Task details: Summarize the text on tests for ordinal data in two sentences.

Text excerpt:
One reason for the widespread use of chi-square in cross-tabulation analysis is that most computer computational routines show the statistic as part of the output, or at least it is an option that the analyst can choose. Sometimes ordinal data are available and as such are stronger than simple nominal measurement. In this situation other tests are more powerful than chi-square. Three regularly used tests are the Wilcoxon Rank Sum (T), the Mann-Whitney U, and the Kolmogorov-Smirnov test. Siegel (1956) and Gibbons (1993) provide more detailed discussions of these techniques.

The Wilcoxon T test is used for dependent samples in which the data are collected in matched pairs. This test takes into account both the direction of differences within pairs of observations and the relative magnitude of the differences. The Wilcox matchedpairs signed-ranks test gives more weight to pairs showing large differences between the two measurements than to a pair showing a small difference. Again, to use this test, measurements must at least be ordinal scaled within pairs. In addition, ordinal measurement must hold for the differences between pairs

This test has many practical applications in marketing research. For instance, an ordinal scaling device, such as a semantic differential, can be used to measure attitudes toward, say, a bank. Then, after a special promotional campaign, the same sample would be given the same scaling device. Changes in values of each scale could be analyzed by this Wilcoxon test

With ordinal measurement and two independent samples, the Mann Whitney U test may be used to test whether the two groups are from the same population. This is a relatively powerful nonparametric test, and is an alternative to the Student t test when the analyst cannot meet the assumptions of the t test or when measurement is at best ordinal. Both one - and two tailed tests can be conducted. As indicated earlier, results of U and t tests often are similar, leading to the same conclusion.

Dataset excerpts:
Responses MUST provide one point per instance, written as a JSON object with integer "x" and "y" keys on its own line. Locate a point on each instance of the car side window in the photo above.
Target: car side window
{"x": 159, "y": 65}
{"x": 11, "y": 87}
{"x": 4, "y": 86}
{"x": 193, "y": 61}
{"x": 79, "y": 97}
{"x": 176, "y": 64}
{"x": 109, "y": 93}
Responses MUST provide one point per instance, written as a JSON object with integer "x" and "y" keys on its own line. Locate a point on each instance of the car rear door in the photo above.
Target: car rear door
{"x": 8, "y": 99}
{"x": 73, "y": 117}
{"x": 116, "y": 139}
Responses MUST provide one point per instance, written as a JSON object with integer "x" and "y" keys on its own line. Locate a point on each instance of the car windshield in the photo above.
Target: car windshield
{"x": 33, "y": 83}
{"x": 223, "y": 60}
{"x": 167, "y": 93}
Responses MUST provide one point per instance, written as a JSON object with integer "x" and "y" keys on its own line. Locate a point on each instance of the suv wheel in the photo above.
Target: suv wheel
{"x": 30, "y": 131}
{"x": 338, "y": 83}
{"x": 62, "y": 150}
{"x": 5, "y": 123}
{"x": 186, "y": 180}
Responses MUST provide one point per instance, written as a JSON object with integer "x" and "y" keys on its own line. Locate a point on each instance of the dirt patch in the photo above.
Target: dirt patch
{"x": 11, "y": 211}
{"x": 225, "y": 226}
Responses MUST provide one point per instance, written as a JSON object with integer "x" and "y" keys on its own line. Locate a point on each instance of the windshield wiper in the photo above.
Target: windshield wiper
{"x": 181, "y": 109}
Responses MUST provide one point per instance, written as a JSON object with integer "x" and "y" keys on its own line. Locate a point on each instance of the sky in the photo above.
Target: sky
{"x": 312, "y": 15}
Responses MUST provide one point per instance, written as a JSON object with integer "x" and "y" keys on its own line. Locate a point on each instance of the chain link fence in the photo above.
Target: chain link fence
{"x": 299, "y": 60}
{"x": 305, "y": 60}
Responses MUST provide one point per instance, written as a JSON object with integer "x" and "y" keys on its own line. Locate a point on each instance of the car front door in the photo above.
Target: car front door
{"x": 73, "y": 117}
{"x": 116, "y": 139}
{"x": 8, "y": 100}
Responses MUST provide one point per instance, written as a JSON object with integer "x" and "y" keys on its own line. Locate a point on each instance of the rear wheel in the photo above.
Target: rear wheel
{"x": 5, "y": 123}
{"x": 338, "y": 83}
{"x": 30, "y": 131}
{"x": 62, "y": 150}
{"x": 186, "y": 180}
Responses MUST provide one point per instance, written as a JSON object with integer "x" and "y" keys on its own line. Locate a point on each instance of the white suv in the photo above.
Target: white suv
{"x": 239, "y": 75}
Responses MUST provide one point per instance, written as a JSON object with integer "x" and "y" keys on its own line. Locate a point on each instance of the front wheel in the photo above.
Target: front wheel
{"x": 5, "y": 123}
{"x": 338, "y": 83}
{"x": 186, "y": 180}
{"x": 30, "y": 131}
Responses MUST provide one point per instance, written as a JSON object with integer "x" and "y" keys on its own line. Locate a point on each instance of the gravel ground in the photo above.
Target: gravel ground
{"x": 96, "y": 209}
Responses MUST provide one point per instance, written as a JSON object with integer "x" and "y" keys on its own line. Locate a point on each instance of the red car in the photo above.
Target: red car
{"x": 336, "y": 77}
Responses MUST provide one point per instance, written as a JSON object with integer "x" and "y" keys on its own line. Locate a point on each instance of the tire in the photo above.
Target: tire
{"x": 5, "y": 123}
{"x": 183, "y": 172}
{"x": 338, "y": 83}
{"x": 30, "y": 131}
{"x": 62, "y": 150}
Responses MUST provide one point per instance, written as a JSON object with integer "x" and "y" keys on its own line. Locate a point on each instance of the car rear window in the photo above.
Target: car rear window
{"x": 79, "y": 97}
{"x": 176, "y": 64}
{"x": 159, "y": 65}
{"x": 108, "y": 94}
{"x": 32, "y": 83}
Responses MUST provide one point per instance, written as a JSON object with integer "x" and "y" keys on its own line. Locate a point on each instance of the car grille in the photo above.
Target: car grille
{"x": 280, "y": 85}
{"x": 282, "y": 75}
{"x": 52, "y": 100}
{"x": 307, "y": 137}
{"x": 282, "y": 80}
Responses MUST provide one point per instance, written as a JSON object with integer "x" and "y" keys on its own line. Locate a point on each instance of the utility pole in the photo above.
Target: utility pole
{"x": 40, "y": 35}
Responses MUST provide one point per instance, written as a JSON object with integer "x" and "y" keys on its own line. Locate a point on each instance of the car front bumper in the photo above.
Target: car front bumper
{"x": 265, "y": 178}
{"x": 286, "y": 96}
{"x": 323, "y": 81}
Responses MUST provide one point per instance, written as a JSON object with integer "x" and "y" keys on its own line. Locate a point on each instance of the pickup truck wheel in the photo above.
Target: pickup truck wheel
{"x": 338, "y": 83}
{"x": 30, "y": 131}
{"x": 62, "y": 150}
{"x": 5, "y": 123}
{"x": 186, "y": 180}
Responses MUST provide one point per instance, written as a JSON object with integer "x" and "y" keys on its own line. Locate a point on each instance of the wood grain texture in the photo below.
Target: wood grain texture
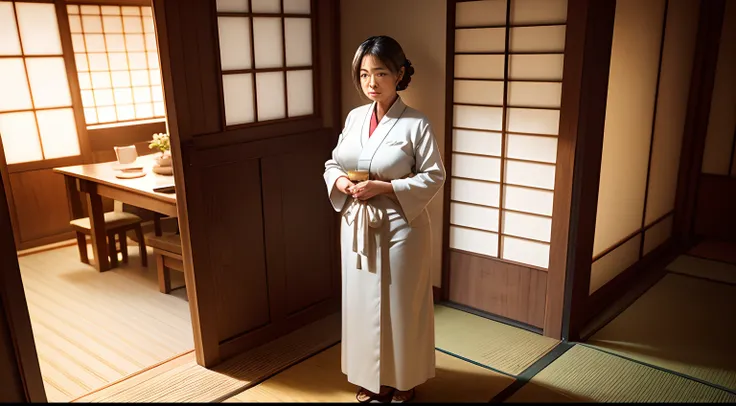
{"x": 715, "y": 213}
{"x": 19, "y": 369}
{"x": 39, "y": 198}
{"x": 231, "y": 203}
{"x": 696, "y": 121}
{"x": 183, "y": 380}
{"x": 512, "y": 291}
{"x": 588, "y": 47}
{"x": 94, "y": 328}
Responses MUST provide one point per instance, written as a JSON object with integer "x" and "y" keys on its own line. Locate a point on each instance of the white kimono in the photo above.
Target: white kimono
{"x": 387, "y": 307}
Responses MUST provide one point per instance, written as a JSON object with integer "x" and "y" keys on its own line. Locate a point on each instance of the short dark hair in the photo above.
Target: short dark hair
{"x": 388, "y": 51}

Response to this task: Chi-square is widely used in cross-tabulation analysis partly because most computer routines report it. When ordinal data are available, though, the Wilcoxon T test for matched pairs from dependent samples and the Mann-Whitney U test for two independent samples are more powerful, the latter serving as an alternative to the Student t test.